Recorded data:
--*--
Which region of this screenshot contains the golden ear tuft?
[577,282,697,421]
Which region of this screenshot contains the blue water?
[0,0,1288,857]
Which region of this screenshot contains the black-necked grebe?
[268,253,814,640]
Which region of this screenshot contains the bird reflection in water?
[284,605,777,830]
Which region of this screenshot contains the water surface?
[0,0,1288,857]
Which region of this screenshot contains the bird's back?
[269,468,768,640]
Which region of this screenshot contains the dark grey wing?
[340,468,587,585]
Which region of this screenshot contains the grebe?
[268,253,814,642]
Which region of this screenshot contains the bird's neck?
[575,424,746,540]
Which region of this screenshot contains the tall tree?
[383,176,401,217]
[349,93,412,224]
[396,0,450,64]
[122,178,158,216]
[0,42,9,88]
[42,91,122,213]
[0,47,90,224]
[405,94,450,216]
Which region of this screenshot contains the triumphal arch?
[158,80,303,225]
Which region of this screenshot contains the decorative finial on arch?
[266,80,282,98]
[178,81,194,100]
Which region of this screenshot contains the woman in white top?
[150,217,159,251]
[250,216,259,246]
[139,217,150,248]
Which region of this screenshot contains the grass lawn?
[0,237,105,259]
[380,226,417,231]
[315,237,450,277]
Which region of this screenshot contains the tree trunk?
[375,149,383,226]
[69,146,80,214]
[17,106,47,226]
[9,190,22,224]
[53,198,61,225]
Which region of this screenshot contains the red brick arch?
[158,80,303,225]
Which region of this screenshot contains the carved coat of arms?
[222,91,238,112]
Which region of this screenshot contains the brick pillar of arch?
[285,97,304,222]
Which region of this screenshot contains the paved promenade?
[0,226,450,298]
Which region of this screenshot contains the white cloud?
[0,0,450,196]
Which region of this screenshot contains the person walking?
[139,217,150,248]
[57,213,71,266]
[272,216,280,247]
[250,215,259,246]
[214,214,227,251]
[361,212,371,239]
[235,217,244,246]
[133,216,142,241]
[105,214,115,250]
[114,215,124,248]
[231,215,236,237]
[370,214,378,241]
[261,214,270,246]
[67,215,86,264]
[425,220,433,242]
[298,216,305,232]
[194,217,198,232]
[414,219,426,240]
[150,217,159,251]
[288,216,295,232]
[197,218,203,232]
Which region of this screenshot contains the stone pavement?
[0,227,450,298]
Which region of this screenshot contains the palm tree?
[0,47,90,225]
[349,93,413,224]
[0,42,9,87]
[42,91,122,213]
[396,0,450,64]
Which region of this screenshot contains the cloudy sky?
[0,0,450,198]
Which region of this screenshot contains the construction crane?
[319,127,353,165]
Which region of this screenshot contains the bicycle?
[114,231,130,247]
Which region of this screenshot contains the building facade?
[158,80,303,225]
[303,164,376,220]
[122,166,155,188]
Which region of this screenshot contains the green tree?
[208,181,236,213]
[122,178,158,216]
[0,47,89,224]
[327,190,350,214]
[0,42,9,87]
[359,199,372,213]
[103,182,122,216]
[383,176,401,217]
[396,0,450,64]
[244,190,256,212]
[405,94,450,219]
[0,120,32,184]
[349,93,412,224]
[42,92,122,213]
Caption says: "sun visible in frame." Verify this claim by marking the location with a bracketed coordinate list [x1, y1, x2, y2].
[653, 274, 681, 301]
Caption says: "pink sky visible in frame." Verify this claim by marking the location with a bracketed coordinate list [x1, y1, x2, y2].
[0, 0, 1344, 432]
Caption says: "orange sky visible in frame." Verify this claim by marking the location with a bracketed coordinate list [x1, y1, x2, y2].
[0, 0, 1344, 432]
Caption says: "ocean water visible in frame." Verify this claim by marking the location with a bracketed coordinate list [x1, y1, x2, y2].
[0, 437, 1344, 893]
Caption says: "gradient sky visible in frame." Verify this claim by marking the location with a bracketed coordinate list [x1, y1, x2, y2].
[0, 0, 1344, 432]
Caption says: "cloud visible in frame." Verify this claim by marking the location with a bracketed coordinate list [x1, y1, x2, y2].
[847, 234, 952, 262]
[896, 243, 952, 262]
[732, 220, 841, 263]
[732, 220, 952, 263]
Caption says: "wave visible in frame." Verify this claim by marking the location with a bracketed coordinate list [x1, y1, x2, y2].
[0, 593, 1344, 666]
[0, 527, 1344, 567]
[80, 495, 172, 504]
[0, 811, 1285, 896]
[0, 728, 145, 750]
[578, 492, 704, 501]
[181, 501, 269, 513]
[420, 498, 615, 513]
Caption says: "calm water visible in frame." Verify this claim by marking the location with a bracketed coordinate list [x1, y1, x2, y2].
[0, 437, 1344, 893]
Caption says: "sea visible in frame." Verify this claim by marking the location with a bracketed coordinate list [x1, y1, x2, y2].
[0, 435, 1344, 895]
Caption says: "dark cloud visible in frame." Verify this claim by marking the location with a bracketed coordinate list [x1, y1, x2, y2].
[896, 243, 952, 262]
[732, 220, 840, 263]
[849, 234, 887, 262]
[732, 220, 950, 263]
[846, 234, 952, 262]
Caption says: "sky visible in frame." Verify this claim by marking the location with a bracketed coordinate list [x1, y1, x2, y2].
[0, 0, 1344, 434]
--*--
* What is expected: Please swap "Caption says" for "Caption reads" throughout the entries and leave everything else unchanged.

* Task solution:
Which region of this screenshot contains the golden ear tuft?
[577,282,697,421]
Which region of this screenshot contains the blue water?
[0,0,1288,857]
Which region of this screenshot contains the black-necked grebe?
[268,253,814,640]
Which region of this screenshot contains the bird reflection in water?
[284,605,777,830]
Which region of this screenshot contains the water surface?
[0,0,1288,857]
Which region of this screenshot contains the bird's back?
[269,468,768,640]
Which region of this screenshot contains the dark grey wing?
[340,468,587,585]
Which region of this screenshot contains the grebe?
[268,253,814,642]
Which region of this screenshot contains the bird's neck?
[575,424,746,540]
Which region of this screenshot contains the tall tree?
[383,176,401,217]
[349,93,412,224]
[396,0,450,64]
[122,178,158,216]
[0,42,9,88]
[42,91,122,213]
[0,47,90,224]
[405,94,450,216]
Which region of this screenshot contains the triumphal arch?
[158,80,303,225]
Which region of this screenshot contains the decorative finial on arch?
[266,80,282,98]
[178,81,194,100]
Which region of this screenshot contains the woman in white top?
[150,217,159,251]
[250,216,259,246]
[139,217,150,248]
Which region of this screenshot contains the grass lawn?
[0,237,105,259]
[380,226,417,231]
[315,237,450,277]
Which region of this screenshot contains the tree trunk?
[375,149,383,226]
[69,146,80,214]
[17,106,47,226]
[9,190,22,224]
[53,198,61,225]
Which region of this screenshot contains the red brick arch?
[158,80,303,225]
Which region of this screenshot contains the carved coat of arms?
[222,91,238,112]
Which region of this screenshot contains the brick pillar of arch?
[285,97,304,222]
Which region of this screenshot contains the paved promenade?
[0,226,450,298]
Which region of this screenshot contains the white cloud?
[0,0,450,196]
Which region of this screenshot contains the person walking?
[139,217,150,248]
[57,213,71,266]
[272,216,280,247]
[250,215,259,246]
[214,214,227,251]
[361,212,371,239]
[235,217,244,246]
[133,216,142,241]
[105,214,115,250]
[114,215,124,248]
[231,215,236,237]
[370,214,378,241]
[261,214,270,246]
[67,215,86,264]
[425,220,433,242]
[298,216,305,232]
[194,217,198,232]
[414,219,426,240]
[150,217,159,251]
[288,216,295,232]
[197,218,203,232]
Which region of this screenshot contains the stone pavement?
[0,227,450,298]
Which region of this screenshot contains the palm tree?
[0,47,90,225]
[349,93,413,224]
[0,42,9,87]
[42,91,122,213]
[396,0,450,64]
Which region of this screenshot contains the cloudy sky?
[0,0,450,198]
Which region of this screenshot contains the construction crane?
[319,127,353,165]
Which region of this screenshot contains the bicycle?
[114,231,130,247]
Which region of this screenshot contains the building facade?
[158,80,303,225]
[303,164,376,220]
[122,166,155,188]
Which region of this screenshot contains the green tree?
[208,181,236,213]
[122,178,158,216]
[0,47,89,224]
[327,190,350,214]
[0,42,9,87]
[359,199,372,213]
[103,182,122,216]
[383,176,401,217]
[396,0,450,64]
[244,190,256,212]
[405,94,450,219]
[0,120,32,184]
[349,93,412,224]
[42,92,122,213]
Caption reads: "sun visible in frame." Verify this claim by marking the location with a bracketed coordinate list [x1, y1, x2, y2].
[653, 274, 681, 301]
Caption reads: "pink sky visible in frame." Verify this claim by marking the location with a bracketed coordinate list [x1, y1, x2, y2].
[0, 0, 1344, 432]
Caption reads: "orange sky visible in frame." Verify this claim by marking the location with a bracketed coordinate list [x1, y1, x2, y2].
[0, 0, 1344, 432]
Caption reads: "ocean water visible in frame." Verify this claim by marking the location with a bracketed coordinate list [x1, y1, x2, y2].
[0, 437, 1344, 893]
Caption reads: "gradient sky visible in frame." Verify this claim by marking the location with a bracketed coordinate list [x1, y1, x2, y2].
[0, 0, 1344, 432]
Caption reads: "cloud visible in frame." Verify this claim by marking the location with a bracketed coordinate list [x1, y1, x2, y2].
[847, 234, 952, 262]
[896, 243, 952, 262]
[732, 220, 841, 263]
[732, 220, 952, 263]
Caption reads: "wave visible in frame." Verify this claim by marking the location with a bracketed coordinate list [x1, y1, x2, y2].
[0, 593, 1344, 666]
[0, 527, 1344, 567]
[80, 495, 172, 504]
[0, 811, 1285, 896]
[0, 728, 145, 750]
[578, 492, 704, 501]
[181, 501, 269, 513]
[420, 498, 615, 513]
Caption reads: "calm water visible in frame." Verify this claim by marking the location with a bracketed coordinate list [x1, y1, x2, y2].
[0, 437, 1344, 893]
Caption reads: "sea visible in frame." Verify this claim by marking the location with a bracketed coordinate list [x1, y1, x2, y2].
[0, 435, 1344, 895]
Caption reads: "dark cloud visible in frame." Verify this claim by marking the location with a bracketed coordinate list [x1, y1, x2, y2].
[896, 243, 952, 262]
[732, 220, 840, 263]
[849, 234, 887, 262]
[732, 220, 950, 263]
[846, 234, 952, 262]
Caption reads: "sky visible in frame." Verify this claim by marking the location with a bracketed coordinate list [x1, y1, x2, y2].
[0, 0, 1344, 434]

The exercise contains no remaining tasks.